--- Excerpt provided ---

-
Notifications
You must be signed in to change notification settings - Fork 820
Description
🐛 Describe the bug
I'm seeing that Pytorch's PReLU function is not supported for Ethos-U backend. The forward call is broken down to torch.where(x>0, x, self.weights * x) which isn't supported.
Reproduce:
import logging
import torch
import torch.nn as nn
from executorch.backends.arm.ethosu import EthosUCompileSpec, EthosUPartitioner
from executorch.backends.arm.quantizer import EthosUQuantizer
from executorch.backends.arm.quantizer.arm_quantizer import \
get_symmetric_quantization_config as get_arm_symmetric_qconfig
from executorch.exir import EdgeCompileConfig, ExecutorchBackendConfig, to_edge_transform_and_lower
from torchao.quantization.pt2e.quantize_pt2e import prepare_pt2e, convert_pt2e
class PreluModel(torch.nn.Module):
def __init__(self, in_c, out_c, kernel=(3, 3), stride=(2, 2), padding=(1, 1), groups=1):
super(PreluModel, self).__init__()
self.conv = nn.Conv2d(in_c, out_channels=out_c, kernel_size=kernel, groups=groups, stride=stride, padding=padding,
bias=False)
self.bn = nn.BatchNorm2d(out_c)
self.prelu = nn.PReLU(out_c)
def forward(self, x):
x = self.conv(x)
x = self.bn(x)
x = self.prelu(x)
return x
log_file = './log/partitioner.log'
logging.basicConfig(
handlers=[logging.FileHandler(log_file, 'w'), logging.StreamHandler()],
format='%(asctime)s - %(levelname)s - %(message)s',
level=logging.INFO,
force=True,
)
device = 'cpu'
example_input = (torch.randn(1, 3, 224, 224, device=device), )

--- Rows ---

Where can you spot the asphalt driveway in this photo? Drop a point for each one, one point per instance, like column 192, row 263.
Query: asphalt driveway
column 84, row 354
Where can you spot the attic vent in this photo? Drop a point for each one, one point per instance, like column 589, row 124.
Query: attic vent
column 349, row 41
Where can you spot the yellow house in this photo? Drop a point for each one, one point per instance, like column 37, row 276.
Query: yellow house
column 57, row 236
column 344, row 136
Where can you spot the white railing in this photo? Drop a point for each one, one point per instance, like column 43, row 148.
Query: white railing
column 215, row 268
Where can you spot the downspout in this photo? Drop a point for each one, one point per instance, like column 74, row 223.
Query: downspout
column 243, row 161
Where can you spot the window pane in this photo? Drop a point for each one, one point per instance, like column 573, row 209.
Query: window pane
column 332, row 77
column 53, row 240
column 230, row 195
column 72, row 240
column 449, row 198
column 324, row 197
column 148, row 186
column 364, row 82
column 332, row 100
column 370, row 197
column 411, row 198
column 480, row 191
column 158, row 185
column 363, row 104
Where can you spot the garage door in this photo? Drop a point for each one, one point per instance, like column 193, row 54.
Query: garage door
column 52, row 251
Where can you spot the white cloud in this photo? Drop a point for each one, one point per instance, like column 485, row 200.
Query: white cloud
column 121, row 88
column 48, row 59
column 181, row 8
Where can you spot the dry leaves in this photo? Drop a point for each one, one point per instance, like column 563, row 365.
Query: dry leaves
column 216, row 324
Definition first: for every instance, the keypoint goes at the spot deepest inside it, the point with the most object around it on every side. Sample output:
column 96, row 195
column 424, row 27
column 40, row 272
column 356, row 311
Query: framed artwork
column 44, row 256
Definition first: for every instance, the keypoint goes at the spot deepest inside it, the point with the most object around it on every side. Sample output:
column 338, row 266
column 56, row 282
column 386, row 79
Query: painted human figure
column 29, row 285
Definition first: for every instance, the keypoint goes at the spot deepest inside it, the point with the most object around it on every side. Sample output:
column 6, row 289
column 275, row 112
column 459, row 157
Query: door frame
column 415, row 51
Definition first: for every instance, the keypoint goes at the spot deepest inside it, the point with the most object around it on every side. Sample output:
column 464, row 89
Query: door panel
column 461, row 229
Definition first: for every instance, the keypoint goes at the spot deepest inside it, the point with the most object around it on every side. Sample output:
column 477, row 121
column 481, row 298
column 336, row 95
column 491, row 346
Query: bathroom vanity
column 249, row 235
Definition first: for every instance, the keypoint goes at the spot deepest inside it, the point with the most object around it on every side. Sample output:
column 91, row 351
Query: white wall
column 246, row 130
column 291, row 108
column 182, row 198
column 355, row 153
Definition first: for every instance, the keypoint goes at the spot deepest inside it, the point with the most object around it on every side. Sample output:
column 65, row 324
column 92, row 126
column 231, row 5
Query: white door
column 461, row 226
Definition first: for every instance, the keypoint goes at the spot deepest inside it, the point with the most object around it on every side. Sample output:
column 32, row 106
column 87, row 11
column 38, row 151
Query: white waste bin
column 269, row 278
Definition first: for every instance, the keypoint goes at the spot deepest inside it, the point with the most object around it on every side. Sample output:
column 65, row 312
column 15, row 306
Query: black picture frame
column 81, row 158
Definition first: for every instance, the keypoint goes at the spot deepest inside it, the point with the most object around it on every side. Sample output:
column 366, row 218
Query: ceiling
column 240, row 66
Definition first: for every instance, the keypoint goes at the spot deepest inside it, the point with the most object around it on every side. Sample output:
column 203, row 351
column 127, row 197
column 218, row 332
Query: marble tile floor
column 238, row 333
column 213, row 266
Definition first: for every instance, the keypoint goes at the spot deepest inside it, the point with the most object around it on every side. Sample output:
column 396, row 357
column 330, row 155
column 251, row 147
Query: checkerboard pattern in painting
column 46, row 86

---

▶ Written tasks
• 1. Using the PReLU bug report, answer these:
(a) For which backend does the report say PyTorch's PReLU is unsupported?
(b) What call does the PReLU forward pass break down to?
(c) What path is assigned to log_file?
• 2. Translate this sentence from the PReLU bug report into Spanish: "I'm seeing that Pytorch's PReLU function is not supported for Ethos-U backend."
• 3. Extend the reproduction code in the PReLU bug report, picking up after its final line.
Nothing in the listing is needed.

▶ Responses by task
• 1.
(a) The Ethos-U backend.
(b) torch.where(x>0, x, self.weights * x)
(c) './log/partitioner.log'

• 2. Estoy viendo que la función PReLU de Pytorch no es compatible con el backend Ethos-U.

• 3.
float_model = PreluModel(in_c=3, out_c=64).eval().to(device)
# Quantize & Lower
exported_program = torch.export.export(float_model, example_input, strict=True)
graph_module = exported_program.module(check_guards=False)
compile_spec = EthosUCompileSpec(target="ethos-u85-2048")
quantizer = EthosUQuantizer(compile_spec)
operator_config = get_arm_symmetric_qconfig(is_per_channel=True)
quantizer.set_global(operator_config)
prepared = prepare_pt2e(graph_module, quantizer)
prepared(*example_input)
quantized_graph_module = convert_pt2e(prepared, fold_quantize=True)
quantized_exported_program = torch.export.export(quantized_graph_module, example_input)
partitioner = EthosUPartitioner(compile_spec)
edge_program_manager = to_edge_transform_and_lower(
quantized_exported_program,
partitioner=[partitioner],
compile_config=EdgeCompileConfig(
_check_ir_validity=False,
),
)
executorch_program_manager = edge_program_manager.to_executorch(
config=ExecutorchBackendConfig(extract_delegate_segments=False)
)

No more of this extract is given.